Rewrite the lines below as a numbered list, leaving out any blank lines.

[Spatial annotation records]
________________________

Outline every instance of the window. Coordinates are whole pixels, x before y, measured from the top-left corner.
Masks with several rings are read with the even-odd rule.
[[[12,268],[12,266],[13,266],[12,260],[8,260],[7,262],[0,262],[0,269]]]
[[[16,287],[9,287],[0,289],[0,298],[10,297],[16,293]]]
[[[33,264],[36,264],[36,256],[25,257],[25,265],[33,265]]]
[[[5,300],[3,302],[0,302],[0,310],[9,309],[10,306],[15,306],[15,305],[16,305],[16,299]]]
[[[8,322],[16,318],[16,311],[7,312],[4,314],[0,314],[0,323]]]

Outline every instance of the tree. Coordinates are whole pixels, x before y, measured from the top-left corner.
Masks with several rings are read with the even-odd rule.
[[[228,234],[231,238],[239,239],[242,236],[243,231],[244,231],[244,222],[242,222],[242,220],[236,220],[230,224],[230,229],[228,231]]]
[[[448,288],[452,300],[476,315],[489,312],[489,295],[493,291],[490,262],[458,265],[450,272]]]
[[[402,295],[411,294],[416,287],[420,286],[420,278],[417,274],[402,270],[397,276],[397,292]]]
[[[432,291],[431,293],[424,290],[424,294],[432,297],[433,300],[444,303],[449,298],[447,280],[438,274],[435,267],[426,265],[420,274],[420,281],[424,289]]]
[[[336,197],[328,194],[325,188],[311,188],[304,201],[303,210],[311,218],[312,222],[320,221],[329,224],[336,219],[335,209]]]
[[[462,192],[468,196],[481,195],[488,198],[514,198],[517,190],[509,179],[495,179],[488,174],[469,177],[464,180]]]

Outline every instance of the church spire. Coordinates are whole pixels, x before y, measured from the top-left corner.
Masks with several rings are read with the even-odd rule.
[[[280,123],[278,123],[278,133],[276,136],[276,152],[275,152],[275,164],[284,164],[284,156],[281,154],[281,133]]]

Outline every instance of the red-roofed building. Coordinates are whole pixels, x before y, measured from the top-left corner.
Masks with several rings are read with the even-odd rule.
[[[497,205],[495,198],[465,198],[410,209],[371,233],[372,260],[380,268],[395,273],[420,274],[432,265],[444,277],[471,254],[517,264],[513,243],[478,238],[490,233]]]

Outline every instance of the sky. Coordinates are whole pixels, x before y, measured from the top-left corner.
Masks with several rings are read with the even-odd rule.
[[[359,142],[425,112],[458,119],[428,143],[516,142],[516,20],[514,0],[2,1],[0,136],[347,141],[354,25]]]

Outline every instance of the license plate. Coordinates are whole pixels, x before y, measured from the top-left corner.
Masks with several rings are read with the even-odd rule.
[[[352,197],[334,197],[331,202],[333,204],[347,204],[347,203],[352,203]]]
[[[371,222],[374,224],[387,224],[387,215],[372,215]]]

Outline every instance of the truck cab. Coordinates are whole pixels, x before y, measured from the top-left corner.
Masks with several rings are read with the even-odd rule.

________________________

• _Response to the task_:
1. Outline every instance of the window. Coordinates are whole pixels, x before y, measured from the top-left corner.
2. Masks with several rings are read with the even-odd rule.
3. [[[12,268],[12,266],[13,266],[12,260],[8,260],[7,262],[0,262],[0,269]]]
4. [[[16,287],[9,287],[0,289],[0,298],[10,297],[16,293]]]
5. [[[33,264],[36,264],[36,256],[25,257],[25,265],[33,265]]]
6. [[[5,300],[3,302],[0,302],[0,310],[9,309],[10,306],[15,306],[15,305],[16,305],[16,299]]]
7. [[[8,322],[16,318],[16,311],[7,312],[4,314],[0,314],[0,323]]]
8. Outline every instance of the tree. Coordinates are whole pixels, x before y, measured from the top-left corner.
9. Masks with several rings are read with the even-odd rule.
10. [[[228,234],[231,238],[239,239],[242,236],[243,231],[244,231],[244,222],[242,222],[242,220],[236,220],[230,224],[230,229],[228,231]]]
11. [[[448,288],[452,300],[476,315],[489,312],[489,295],[493,291],[490,262],[458,265],[450,272]]]
12. [[[402,295],[411,294],[416,287],[420,286],[420,278],[417,274],[402,270],[397,276],[397,292]]]
13. [[[432,291],[431,293],[424,290],[424,294],[432,297],[433,300],[444,303],[449,298],[447,280],[438,274],[435,267],[426,265],[420,274],[420,281],[424,289]]]
14. [[[336,197],[328,194],[325,188],[311,188],[304,201],[303,210],[311,218],[312,222],[320,221],[329,224],[336,219],[335,209]]]
15. [[[462,192],[468,196],[481,195],[488,198],[514,198],[517,190],[509,179],[495,179],[488,174],[469,177],[464,180]]]
16. Outline every instance of the church spire. Coordinates are whole pixels, x before y, measured from the top-left corner.
17. Masks with several rings are read with the even-odd rule.
18. [[[280,123],[278,123],[278,133],[276,136],[276,152],[275,152],[275,164],[284,164],[284,156],[281,154],[281,133]]]
19. Outline every instance of the red-roofed building. Coordinates are whole pixels, x before y, measured from the top-left corner.
20. Masks with several rings are read with the even-odd rule.
21. [[[497,205],[495,198],[465,198],[410,209],[371,233],[372,260],[380,268],[395,273],[420,274],[432,265],[444,277],[471,254],[517,264],[513,243],[478,238],[490,233]]]
22. Outline every instance of the sky. Coordinates are whole pixels, x before y, measured from the top-left corner.
23. Masks with several rings are read with the even-odd rule.
24. [[[359,142],[425,112],[458,119],[428,143],[516,142],[516,20],[514,0],[2,1],[0,136],[347,141],[354,25]]]
25. Outline every instance of the license plate. Coordinates are whole pixels, x before y, measured from the top-left corner.
26. Masks with several rings are read with the even-odd rule.
27. [[[352,197],[334,197],[331,202],[333,204],[347,204],[347,203],[352,203]]]
28. [[[371,222],[374,224],[387,224],[387,215],[372,215]]]
29. Outline every instance of the truck cab. Coordinates are whole pixels, x before y, measured from the top-left corner.
30. Masks with several rings are read with the even-odd rule.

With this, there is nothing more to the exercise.